*** RECORDS SHOWN Section Begins ***

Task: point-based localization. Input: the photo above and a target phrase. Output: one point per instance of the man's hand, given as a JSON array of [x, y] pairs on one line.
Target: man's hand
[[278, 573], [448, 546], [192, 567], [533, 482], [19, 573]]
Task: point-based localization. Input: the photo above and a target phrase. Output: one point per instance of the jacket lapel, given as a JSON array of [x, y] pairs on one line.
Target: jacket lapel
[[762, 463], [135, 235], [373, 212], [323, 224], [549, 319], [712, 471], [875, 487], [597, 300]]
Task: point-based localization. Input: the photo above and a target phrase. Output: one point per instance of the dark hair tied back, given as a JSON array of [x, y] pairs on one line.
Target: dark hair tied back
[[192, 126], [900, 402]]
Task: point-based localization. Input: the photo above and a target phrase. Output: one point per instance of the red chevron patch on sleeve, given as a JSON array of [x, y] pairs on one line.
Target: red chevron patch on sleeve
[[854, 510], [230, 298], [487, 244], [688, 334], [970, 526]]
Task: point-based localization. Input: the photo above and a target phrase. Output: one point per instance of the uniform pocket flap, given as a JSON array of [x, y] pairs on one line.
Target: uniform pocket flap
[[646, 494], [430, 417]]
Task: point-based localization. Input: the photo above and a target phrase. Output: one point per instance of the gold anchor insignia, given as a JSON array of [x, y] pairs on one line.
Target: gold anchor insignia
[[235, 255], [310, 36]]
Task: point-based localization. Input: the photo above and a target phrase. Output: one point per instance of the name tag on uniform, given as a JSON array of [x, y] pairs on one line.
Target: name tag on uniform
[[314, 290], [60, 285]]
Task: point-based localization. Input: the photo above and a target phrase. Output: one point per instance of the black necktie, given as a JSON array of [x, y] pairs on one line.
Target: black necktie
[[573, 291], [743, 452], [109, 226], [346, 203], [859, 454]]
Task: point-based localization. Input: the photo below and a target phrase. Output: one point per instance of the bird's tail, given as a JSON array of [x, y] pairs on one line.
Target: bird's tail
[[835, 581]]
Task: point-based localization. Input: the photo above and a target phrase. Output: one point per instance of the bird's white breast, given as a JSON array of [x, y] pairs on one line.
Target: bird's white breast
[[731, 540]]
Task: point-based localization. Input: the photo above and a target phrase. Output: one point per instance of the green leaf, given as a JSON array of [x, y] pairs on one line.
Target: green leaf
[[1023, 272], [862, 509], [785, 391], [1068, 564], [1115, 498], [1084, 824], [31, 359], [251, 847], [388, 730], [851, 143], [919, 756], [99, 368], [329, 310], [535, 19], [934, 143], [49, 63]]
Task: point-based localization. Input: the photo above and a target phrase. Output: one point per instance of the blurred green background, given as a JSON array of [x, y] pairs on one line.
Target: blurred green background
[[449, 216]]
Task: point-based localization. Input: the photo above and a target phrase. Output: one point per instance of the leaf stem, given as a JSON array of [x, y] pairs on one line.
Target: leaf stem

*** RECORDS SHOWN Section Ends ***

__EXERCISE__. Lines from the entries that contain the word "stem" are what the answer must hold.

__ANSWER BOX__.
Task: point-based localization. Input: the photo above and a target phrase. Output: one point per instance of the leaf stem, given as a JSON array of [x, y] pairs on one line.
Target: leaf stem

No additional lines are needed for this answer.